My favorite quotes regarding the information the former government did claim to provide, according to the former PAN legislator-turned-auditor: "it does not explain clearly the situation of the entity at the beginning of its government, nor relevant details of the actions undertaken during the period 2004-2001 government administration..." and "the different sources of information differ substantially from each other, where it is impossible to know exactly of any public works for the period 2004-2010, both those carried out as well as those currently underway, and their actual cost."

In short, Ruiz left information about... absolutely nothing!

Gabino Cué certainly has a daunting task ahead of him. For the sake of seeking to address one of Mexico's absolute worst ills - impunity - I hope we can take his comptroller's words at face value: "We will apply the law in case of detecting irregularities"

Deforestation in Mexico tied to the drug lords and excessive bureaucracy

A very interesting article in today's Milenio: While a majority of Mexico's forest - 70 percent is an oft-cited estimate - are nominally in the hands of communities, given the excessive red tapes and restrictions on their use, many comuneros simply give up trying to exploit them legally.

According to activist Leticia Merino, founder of the Consejo Civil Mexicano para la Silvicultura Sostenible, this in turns, open up for 1) illegal logging and on the one hand, and 2) drug lords stepping in, clearing the forests and using them for drug production.

Information supplied:
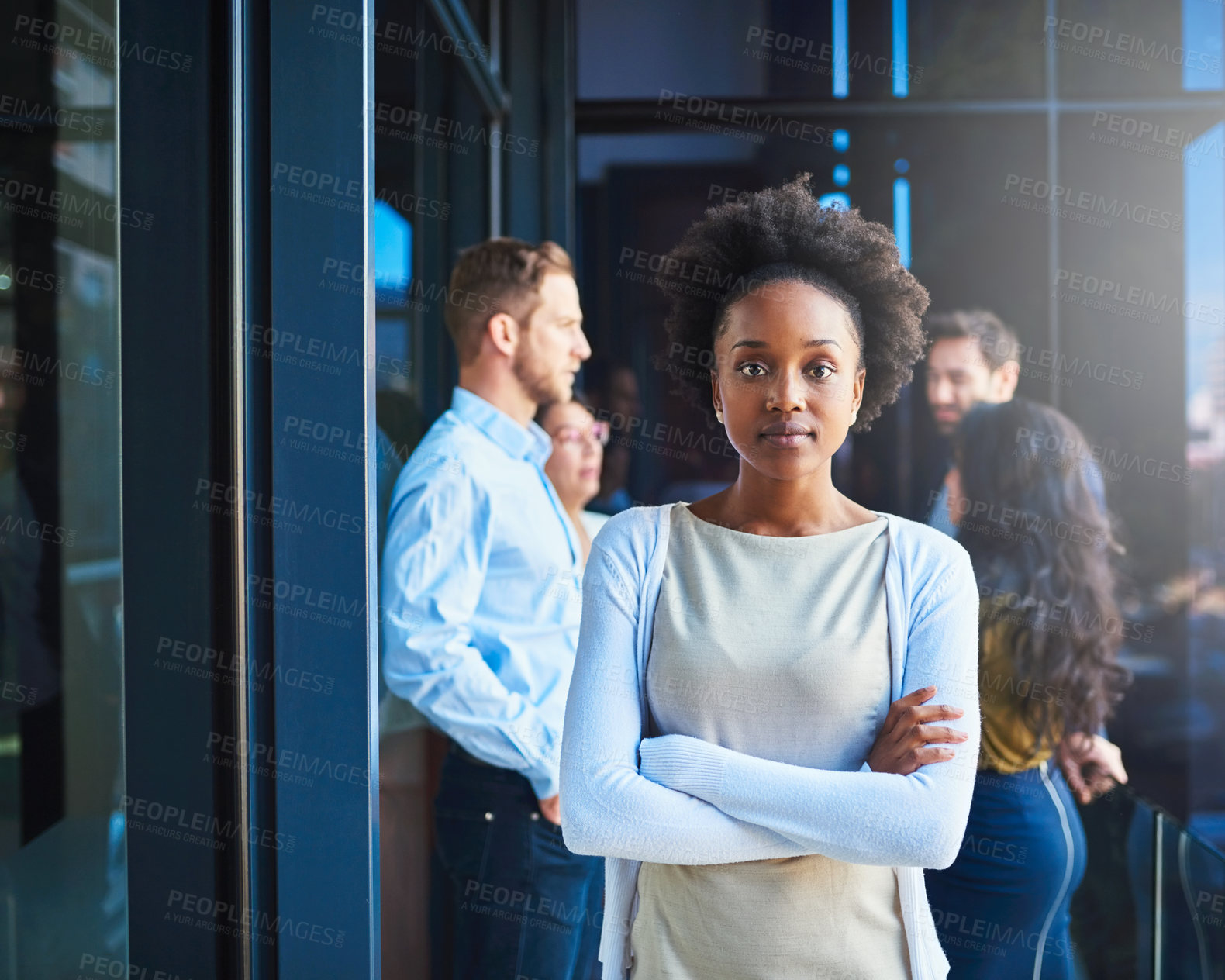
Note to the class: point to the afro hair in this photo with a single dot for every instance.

Work to complete:
A - Answer these questions about the post on the state audit and Mexican deforestation:
(i) Who has a daunting task ahead of him?
(ii) What share of Mexico's forest is an oft-cited estimate for the part nominally in the hands of communities?
(iii) What organization did Leticia Merino found?
B - Copy word for word the part of the post that opens with the words containing "Deforestation in Mexico" and closes with "exploit them legally.".
Draw every answer from the post alone.

Answers for this exercise:
A -
(i) Gabino Cué
(ii) 70 percent
(iii) The Consejo Civil Mexicano para la Silvicultura Sostenible

B -
Deforestation in Mexico tied to the drug lords and excessive bureaucracy

A very interesting article in today's Milenio: While a majority of Mexico's forest - 70 percent is an oft-cited estimate - are nominally in the hands of communities, given the excessive red tapes and restrictions on their use, many comuneros simply give up trying to exploit them legally.